> _Job a_:
Answer these questions from the passage on Dubai's construction slump, one answer per line, marked the same way:
(i) In which regions are the policy decisions on the credit crisis said to be hard to explain?
(ii) Since when, according to commuters, have the cranes not moved?
(iii) What rent is the 1200 sq. ft. flat expected to fall to by December?

> _Excerpted passage_:
>>>

A constipated constitution affects all aspects essential to smooth human function. A similar state of cash flow in our economy muddles the thinking of our top political bosses. How else could anybody explain some of the policy decisions in US and Europe to deal with the credit crisis.
Dubai’s comatose construction.
You don’t need inside sources to learn of such destruction of capital and trust though. A drive through the newly developed areas of Dubai is enough to devise the story behind. Unfinished residential and commercial projects litter the skyline. From talking to people who commute through those parts everyday I learnt that the cranes haven’t moved since the Ramadan of 2008. Rental prices have plummeted. A 3 year old luxury residential complex with more than 20000 apartment flats struggles at 50% occupancy. But even the owners of flats with tenants are operating at a loss. A 1200 sq. ft. single bedroom flat filled with luxury fittings, free central air conditioning, luxury fittings, spacious balconies within walking distance of the plush new Dubai metro line goes for 60,000 Dirhams p.a. (16K USD or 7.2 lac in INR). That’s cheaper than Mumbai with considerably lesser amenities. What’s mind boggling is that the same place rented for twice as much just a year ago. The rent on the same flat will be pushed down to 48,000 by December. With the holding capacity of property owners chewed down by diminishing liquidity and the overwhelming flood of available rental space there is no saying where the abyss lies.

<<<

> _Job b_:
In the records, transcribe the lines from the one containing "Please identify the beige pillow" through the one containing "<point>637,298</point>", inclusive.

> _Input_:
>>>

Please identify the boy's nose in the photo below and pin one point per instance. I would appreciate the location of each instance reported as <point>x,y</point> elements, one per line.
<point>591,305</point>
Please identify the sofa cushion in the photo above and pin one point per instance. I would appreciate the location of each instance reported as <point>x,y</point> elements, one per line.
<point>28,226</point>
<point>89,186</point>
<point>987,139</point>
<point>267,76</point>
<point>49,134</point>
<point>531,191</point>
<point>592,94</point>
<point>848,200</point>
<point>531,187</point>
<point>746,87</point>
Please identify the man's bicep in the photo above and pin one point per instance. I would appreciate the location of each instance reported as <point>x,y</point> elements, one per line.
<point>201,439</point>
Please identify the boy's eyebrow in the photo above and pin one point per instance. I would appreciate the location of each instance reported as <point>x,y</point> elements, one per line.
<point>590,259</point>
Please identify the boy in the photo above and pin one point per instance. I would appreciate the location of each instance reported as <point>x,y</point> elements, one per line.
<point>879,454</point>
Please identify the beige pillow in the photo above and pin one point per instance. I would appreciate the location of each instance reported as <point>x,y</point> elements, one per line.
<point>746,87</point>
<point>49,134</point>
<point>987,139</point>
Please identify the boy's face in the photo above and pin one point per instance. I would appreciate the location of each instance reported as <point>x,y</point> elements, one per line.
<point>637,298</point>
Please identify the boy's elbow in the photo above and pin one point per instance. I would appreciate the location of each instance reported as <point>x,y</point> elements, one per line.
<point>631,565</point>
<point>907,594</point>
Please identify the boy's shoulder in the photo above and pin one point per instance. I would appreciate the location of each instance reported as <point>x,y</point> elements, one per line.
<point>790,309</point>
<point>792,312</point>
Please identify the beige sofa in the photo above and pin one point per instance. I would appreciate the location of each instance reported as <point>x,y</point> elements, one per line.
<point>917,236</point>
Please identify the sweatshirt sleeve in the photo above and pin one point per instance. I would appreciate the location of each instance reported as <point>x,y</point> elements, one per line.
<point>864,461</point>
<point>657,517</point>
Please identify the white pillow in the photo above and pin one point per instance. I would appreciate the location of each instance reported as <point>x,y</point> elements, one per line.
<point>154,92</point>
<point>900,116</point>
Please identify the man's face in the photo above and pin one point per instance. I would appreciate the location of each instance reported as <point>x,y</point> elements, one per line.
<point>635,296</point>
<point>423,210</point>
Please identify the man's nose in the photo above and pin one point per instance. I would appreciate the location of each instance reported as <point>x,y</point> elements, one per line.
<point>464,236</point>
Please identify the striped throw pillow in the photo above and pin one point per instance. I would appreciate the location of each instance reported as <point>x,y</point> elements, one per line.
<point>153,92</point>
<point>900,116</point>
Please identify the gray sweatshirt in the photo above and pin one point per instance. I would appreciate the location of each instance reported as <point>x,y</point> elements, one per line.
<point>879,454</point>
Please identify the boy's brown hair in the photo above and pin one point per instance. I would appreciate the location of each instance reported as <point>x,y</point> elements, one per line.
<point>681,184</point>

<<<

> _Exercise output a_:
(i) The US and Europe.
(ii) Since the Ramadan of 2008.
(iii) 48,000 Dirhams.

> _Exercise output b_:
Please identify the beige pillow in the photo above and pin one point per instance. I would appreciate the location of each instance reported as <point>x,y</point> elements, one per line.
<point>746,87</point>
<point>49,134</point>
<point>987,139</point>
Please identify the boy's face in the photo above and pin one point per instance. I would appreciate the location of each instance reported as <point>x,y</point> elements, one per line.
<point>637,298</point>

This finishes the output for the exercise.